# What the exercise asks
Beginning at the line that contains "Reviewer note: check that each instance of the fallen" and ending at the last line of the entries, write out each line exactly; include nothing outside that span.

# Recorded information
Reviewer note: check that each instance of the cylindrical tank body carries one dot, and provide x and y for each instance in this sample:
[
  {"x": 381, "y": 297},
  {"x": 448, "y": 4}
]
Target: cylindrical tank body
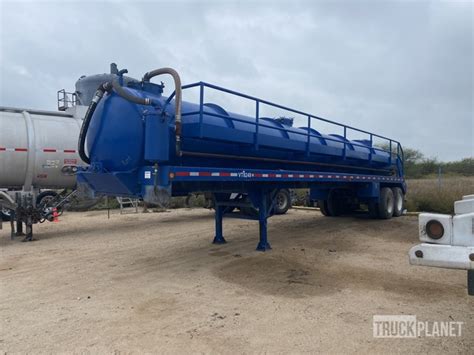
[
  {"x": 118, "y": 137},
  {"x": 38, "y": 148}
]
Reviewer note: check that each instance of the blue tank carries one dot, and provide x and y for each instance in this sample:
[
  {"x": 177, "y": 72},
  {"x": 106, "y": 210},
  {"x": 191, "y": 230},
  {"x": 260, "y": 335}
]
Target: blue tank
[{"x": 125, "y": 136}]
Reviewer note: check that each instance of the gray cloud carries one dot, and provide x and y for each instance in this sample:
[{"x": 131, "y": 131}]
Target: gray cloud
[{"x": 403, "y": 69}]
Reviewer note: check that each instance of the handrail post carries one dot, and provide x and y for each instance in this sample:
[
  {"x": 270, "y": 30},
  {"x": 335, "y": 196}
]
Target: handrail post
[
  {"x": 201, "y": 108},
  {"x": 370, "y": 149},
  {"x": 257, "y": 115},
  {"x": 390, "y": 148},
  {"x": 309, "y": 136},
  {"x": 345, "y": 143}
]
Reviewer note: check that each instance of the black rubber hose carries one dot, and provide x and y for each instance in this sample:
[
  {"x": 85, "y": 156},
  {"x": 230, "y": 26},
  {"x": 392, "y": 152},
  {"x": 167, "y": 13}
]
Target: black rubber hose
[
  {"x": 126, "y": 95},
  {"x": 177, "y": 88},
  {"x": 106, "y": 87}
]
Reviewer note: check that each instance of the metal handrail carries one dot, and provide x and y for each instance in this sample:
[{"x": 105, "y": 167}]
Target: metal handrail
[{"x": 399, "y": 150}]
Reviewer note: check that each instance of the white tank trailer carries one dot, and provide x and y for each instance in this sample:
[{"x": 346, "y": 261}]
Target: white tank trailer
[{"x": 38, "y": 154}]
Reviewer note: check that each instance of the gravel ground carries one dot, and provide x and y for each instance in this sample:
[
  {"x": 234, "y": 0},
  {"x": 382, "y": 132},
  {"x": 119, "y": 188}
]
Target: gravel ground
[{"x": 154, "y": 283}]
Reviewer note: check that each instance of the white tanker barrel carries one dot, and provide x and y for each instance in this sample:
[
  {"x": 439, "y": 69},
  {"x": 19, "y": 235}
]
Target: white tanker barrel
[{"x": 38, "y": 148}]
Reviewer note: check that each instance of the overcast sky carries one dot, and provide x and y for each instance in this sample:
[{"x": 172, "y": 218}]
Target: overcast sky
[{"x": 403, "y": 69}]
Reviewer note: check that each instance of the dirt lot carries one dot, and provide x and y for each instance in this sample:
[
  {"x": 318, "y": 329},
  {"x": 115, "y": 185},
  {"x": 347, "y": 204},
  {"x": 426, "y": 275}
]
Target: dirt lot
[{"x": 154, "y": 283}]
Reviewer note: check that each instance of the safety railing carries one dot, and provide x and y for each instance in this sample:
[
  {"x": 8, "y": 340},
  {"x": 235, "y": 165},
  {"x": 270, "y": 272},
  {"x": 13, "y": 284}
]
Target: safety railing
[
  {"x": 394, "y": 147},
  {"x": 66, "y": 100}
]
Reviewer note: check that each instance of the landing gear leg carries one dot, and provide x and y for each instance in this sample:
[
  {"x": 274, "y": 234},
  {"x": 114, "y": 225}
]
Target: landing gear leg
[
  {"x": 19, "y": 229},
  {"x": 29, "y": 230},
  {"x": 12, "y": 226},
  {"x": 470, "y": 282},
  {"x": 219, "y": 214},
  {"x": 264, "y": 207}
]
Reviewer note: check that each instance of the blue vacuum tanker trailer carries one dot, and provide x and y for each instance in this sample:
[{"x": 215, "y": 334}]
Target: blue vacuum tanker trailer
[{"x": 139, "y": 143}]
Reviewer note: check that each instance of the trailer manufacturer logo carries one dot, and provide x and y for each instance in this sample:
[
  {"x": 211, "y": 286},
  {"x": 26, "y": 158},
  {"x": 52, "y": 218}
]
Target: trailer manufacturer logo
[
  {"x": 244, "y": 174},
  {"x": 51, "y": 164}
]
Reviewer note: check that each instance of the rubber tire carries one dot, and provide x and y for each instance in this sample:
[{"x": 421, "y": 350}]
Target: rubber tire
[
  {"x": 386, "y": 205},
  {"x": 323, "y": 207},
  {"x": 399, "y": 201},
  {"x": 373, "y": 210},
  {"x": 334, "y": 206},
  {"x": 282, "y": 209},
  {"x": 5, "y": 217},
  {"x": 43, "y": 195}
]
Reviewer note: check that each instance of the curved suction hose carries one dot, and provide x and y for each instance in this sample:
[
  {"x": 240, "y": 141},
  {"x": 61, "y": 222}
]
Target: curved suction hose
[
  {"x": 106, "y": 87},
  {"x": 178, "y": 100},
  {"x": 128, "y": 96}
]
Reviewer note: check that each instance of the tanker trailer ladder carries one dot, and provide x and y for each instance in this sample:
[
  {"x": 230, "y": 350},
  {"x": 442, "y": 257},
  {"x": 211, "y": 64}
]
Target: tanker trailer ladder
[{"x": 134, "y": 130}]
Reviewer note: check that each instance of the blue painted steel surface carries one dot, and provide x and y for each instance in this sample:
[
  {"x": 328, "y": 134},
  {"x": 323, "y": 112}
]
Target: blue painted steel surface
[
  {"x": 124, "y": 136},
  {"x": 133, "y": 152}
]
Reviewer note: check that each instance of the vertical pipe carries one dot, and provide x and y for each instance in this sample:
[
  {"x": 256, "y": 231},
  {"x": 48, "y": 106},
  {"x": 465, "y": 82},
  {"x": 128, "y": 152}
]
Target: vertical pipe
[
  {"x": 370, "y": 150},
  {"x": 345, "y": 143},
  {"x": 390, "y": 149},
  {"x": 309, "y": 136},
  {"x": 257, "y": 120},
  {"x": 201, "y": 108}
]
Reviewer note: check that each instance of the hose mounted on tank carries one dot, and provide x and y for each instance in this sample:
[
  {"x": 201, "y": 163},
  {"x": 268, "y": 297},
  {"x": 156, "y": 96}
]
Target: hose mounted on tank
[
  {"x": 117, "y": 87},
  {"x": 105, "y": 87},
  {"x": 178, "y": 100}
]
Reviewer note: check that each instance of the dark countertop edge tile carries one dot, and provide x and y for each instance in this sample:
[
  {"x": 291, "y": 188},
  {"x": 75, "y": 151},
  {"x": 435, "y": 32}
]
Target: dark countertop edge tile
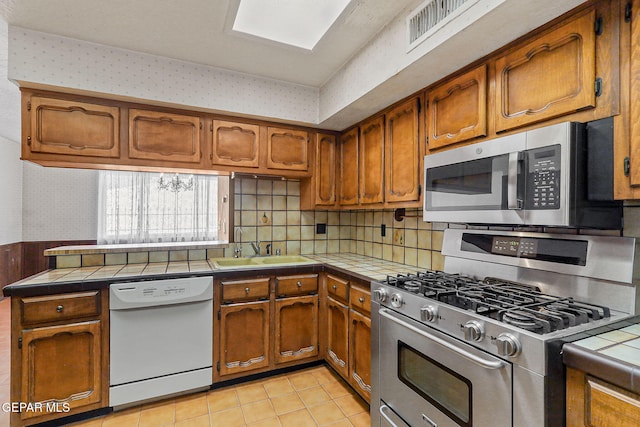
[
  {"x": 615, "y": 371},
  {"x": 38, "y": 289}
]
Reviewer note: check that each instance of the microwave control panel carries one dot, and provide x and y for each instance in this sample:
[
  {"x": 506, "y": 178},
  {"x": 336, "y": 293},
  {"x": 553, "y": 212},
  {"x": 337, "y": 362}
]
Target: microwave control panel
[{"x": 543, "y": 178}]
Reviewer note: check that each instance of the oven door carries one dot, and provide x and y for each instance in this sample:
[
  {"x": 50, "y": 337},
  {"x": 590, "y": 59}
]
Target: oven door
[{"x": 430, "y": 379}]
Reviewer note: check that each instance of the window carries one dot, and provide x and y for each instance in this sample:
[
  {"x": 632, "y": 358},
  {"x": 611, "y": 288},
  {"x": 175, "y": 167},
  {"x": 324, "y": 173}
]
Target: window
[{"x": 140, "y": 207}]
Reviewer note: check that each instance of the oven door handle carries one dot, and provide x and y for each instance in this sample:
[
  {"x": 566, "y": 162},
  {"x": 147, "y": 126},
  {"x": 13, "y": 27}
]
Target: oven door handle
[
  {"x": 393, "y": 423},
  {"x": 488, "y": 364}
]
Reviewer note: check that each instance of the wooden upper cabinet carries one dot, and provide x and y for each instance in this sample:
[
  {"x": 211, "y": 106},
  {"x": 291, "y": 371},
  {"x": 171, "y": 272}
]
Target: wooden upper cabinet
[
  {"x": 235, "y": 144},
  {"x": 287, "y": 149},
  {"x": 402, "y": 154},
  {"x": 550, "y": 76},
  {"x": 458, "y": 109},
  {"x": 348, "y": 168},
  {"x": 60, "y": 126},
  {"x": 155, "y": 135},
  {"x": 325, "y": 170},
  {"x": 371, "y": 164}
]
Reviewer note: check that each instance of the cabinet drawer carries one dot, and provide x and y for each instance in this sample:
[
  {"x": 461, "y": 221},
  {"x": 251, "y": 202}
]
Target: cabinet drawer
[
  {"x": 337, "y": 287},
  {"x": 52, "y": 308},
  {"x": 296, "y": 285},
  {"x": 360, "y": 299},
  {"x": 243, "y": 290}
]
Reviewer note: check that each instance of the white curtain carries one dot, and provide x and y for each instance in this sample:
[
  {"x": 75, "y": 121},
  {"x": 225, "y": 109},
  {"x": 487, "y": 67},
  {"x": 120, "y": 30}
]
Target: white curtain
[{"x": 133, "y": 208}]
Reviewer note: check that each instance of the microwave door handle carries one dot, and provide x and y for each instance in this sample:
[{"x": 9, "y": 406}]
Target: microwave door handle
[{"x": 513, "y": 201}]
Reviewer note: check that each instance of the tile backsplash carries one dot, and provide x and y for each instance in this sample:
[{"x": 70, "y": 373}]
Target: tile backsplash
[{"x": 269, "y": 212}]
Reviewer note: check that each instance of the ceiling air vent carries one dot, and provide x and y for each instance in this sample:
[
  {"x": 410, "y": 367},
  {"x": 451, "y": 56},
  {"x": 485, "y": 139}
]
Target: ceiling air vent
[{"x": 430, "y": 16}]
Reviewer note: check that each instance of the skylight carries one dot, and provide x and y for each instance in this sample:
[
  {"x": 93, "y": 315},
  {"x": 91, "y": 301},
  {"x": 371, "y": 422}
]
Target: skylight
[{"x": 300, "y": 23}]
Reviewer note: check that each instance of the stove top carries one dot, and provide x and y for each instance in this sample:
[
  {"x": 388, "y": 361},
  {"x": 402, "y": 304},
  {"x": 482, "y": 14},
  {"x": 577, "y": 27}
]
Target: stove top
[{"x": 519, "y": 305}]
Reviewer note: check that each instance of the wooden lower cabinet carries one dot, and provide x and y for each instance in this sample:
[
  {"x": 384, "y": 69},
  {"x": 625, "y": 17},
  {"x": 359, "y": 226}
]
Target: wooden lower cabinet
[
  {"x": 59, "y": 355},
  {"x": 360, "y": 353},
  {"x": 597, "y": 403},
  {"x": 244, "y": 337},
  {"x": 338, "y": 336},
  {"x": 296, "y": 328}
]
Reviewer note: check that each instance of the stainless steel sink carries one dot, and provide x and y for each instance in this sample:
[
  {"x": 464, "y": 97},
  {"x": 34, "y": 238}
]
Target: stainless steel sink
[{"x": 257, "y": 262}]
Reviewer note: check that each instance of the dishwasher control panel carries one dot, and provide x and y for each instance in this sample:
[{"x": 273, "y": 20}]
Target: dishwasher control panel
[{"x": 150, "y": 293}]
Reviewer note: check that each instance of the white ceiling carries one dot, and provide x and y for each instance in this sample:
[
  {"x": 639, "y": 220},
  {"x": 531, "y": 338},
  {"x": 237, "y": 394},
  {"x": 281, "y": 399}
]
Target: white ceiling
[{"x": 200, "y": 31}]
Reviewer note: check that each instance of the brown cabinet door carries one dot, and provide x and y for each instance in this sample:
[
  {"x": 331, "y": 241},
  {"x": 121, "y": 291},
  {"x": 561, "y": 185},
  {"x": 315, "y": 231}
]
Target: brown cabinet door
[
  {"x": 458, "y": 109},
  {"x": 593, "y": 402},
  {"x": 360, "y": 354},
  {"x": 155, "y": 135},
  {"x": 348, "y": 168},
  {"x": 59, "y": 126},
  {"x": 235, "y": 144},
  {"x": 325, "y": 170},
  {"x": 61, "y": 365},
  {"x": 371, "y": 164},
  {"x": 244, "y": 337},
  {"x": 296, "y": 328},
  {"x": 550, "y": 76},
  {"x": 287, "y": 149},
  {"x": 634, "y": 105},
  {"x": 402, "y": 160},
  {"x": 338, "y": 336}
]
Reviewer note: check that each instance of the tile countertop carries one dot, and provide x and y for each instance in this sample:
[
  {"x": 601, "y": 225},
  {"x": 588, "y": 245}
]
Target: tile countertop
[
  {"x": 611, "y": 353},
  {"x": 366, "y": 267}
]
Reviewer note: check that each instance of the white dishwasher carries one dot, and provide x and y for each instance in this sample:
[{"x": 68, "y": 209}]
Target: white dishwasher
[{"x": 161, "y": 338}]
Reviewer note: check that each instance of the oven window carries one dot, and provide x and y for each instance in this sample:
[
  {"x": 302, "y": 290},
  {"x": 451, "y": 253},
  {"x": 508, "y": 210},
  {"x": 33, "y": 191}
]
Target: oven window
[{"x": 443, "y": 388}]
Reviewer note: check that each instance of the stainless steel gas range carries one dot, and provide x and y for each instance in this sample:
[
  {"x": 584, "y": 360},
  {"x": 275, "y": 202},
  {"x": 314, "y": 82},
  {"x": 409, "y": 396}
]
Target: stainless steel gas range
[{"x": 480, "y": 343}]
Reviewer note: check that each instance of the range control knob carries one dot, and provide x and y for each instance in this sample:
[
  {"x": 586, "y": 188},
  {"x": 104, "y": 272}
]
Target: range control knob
[
  {"x": 380, "y": 295},
  {"x": 429, "y": 313},
  {"x": 508, "y": 345},
  {"x": 396, "y": 300},
  {"x": 473, "y": 330}
]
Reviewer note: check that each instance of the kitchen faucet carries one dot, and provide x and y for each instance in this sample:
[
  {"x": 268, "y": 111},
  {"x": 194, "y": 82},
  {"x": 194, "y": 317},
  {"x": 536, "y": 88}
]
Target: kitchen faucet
[
  {"x": 237, "y": 251},
  {"x": 256, "y": 247}
]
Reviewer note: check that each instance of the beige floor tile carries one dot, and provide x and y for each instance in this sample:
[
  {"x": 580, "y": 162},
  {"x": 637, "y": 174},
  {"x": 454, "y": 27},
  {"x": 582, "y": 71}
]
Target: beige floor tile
[
  {"x": 326, "y": 413},
  {"x": 191, "y": 407},
  {"x": 286, "y": 403},
  {"x": 302, "y": 381},
  {"x": 301, "y": 418},
  {"x": 257, "y": 411},
  {"x": 230, "y": 418},
  {"x": 251, "y": 393},
  {"x": 314, "y": 396},
  {"x": 324, "y": 375},
  {"x": 361, "y": 420},
  {"x": 342, "y": 423},
  {"x": 337, "y": 389},
  {"x": 271, "y": 422},
  {"x": 351, "y": 405},
  {"x": 128, "y": 418},
  {"x": 220, "y": 400},
  {"x": 278, "y": 387},
  {"x": 158, "y": 415},
  {"x": 201, "y": 421}
]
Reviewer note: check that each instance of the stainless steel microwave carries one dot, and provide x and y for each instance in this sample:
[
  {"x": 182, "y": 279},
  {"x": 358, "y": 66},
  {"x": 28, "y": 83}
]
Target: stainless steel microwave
[{"x": 559, "y": 175}]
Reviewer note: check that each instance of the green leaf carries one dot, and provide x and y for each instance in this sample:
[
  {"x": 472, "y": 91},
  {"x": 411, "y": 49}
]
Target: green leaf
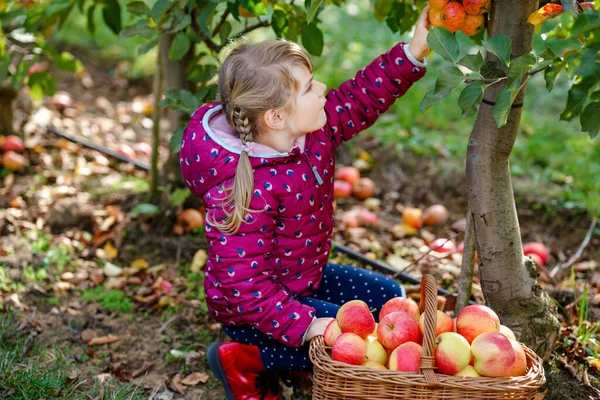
[
  {"x": 175, "y": 142},
  {"x": 149, "y": 45},
  {"x": 472, "y": 61},
  {"x": 112, "y": 15},
  {"x": 145, "y": 209},
  {"x": 590, "y": 119},
  {"x": 432, "y": 98},
  {"x": 443, "y": 43},
  {"x": 225, "y": 31},
  {"x": 312, "y": 9},
  {"x": 470, "y": 98},
  {"x": 551, "y": 73},
  {"x": 181, "y": 44},
  {"x": 518, "y": 68},
  {"x": 4, "y": 63},
  {"x": 139, "y": 28},
  {"x": 159, "y": 7},
  {"x": 138, "y": 8},
  {"x": 312, "y": 39},
  {"x": 501, "y": 109},
  {"x": 178, "y": 196},
  {"x": 499, "y": 45},
  {"x": 448, "y": 79},
  {"x": 40, "y": 84},
  {"x": 91, "y": 24}
]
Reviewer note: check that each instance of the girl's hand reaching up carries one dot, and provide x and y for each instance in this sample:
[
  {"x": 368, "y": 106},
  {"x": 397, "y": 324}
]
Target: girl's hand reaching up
[{"x": 419, "y": 47}]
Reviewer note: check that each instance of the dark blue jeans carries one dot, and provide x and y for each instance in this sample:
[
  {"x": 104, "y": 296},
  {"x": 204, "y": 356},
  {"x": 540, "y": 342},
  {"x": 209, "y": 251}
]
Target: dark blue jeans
[{"x": 341, "y": 283}]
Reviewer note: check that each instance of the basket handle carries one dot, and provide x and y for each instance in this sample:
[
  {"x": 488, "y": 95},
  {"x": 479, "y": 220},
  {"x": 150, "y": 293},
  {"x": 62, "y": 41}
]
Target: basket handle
[{"x": 428, "y": 305}]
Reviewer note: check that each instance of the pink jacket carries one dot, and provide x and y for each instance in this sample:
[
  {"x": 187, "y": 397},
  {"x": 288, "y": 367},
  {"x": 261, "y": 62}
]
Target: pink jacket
[{"x": 255, "y": 276}]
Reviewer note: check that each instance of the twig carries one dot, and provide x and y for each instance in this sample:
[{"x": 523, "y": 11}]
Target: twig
[
  {"x": 575, "y": 257},
  {"x": 424, "y": 255}
]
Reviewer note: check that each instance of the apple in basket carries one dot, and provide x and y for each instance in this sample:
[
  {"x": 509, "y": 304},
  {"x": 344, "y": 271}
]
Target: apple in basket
[
  {"x": 355, "y": 316},
  {"x": 406, "y": 357},
  {"x": 476, "y": 319},
  {"x": 494, "y": 354},
  {"x": 405, "y": 304},
  {"x": 350, "y": 348},
  {"x": 452, "y": 353},
  {"x": 397, "y": 328}
]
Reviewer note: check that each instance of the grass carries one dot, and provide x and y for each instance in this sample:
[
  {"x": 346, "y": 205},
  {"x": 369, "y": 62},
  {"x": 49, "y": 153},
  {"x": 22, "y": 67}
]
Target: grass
[{"x": 28, "y": 372}]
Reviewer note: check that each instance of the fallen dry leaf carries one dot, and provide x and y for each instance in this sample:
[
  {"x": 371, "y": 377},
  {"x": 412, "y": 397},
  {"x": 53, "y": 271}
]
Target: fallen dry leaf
[
  {"x": 104, "y": 340},
  {"x": 195, "y": 378}
]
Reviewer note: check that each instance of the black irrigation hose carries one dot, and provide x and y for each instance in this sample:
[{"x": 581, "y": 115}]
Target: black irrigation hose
[
  {"x": 97, "y": 147},
  {"x": 385, "y": 267},
  {"x": 337, "y": 247}
]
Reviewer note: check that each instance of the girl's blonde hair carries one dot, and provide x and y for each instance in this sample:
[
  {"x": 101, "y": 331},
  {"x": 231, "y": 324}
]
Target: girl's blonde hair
[{"x": 255, "y": 78}]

# The completed task
Reviewer note: check that each instance of the fallen dry leaf carries one dot, and provide x and y for each instance in this sample:
[
  {"x": 371, "y": 377},
  {"x": 412, "y": 397},
  {"x": 53, "y": 271}
]
Target: fallen dry leaf
[
  {"x": 104, "y": 340},
  {"x": 195, "y": 378}
]
Reviewer note: check that each instance of the black irrigation hose carries one dot, and provide x and y for each instance in this sample:
[{"x": 581, "y": 115}]
Target: black irrigation hose
[
  {"x": 97, "y": 147},
  {"x": 385, "y": 267},
  {"x": 337, "y": 247}
]
Reviewer note: check that each instance of the girl's blonde hair carries one dot, and provide x and y for each instance in this sample:
[
  {"x": 101, "y": 331},
  {"x": 231, "y": 324}
]
Target: girl's blonde hair
[{"x": 255, "y": 78}]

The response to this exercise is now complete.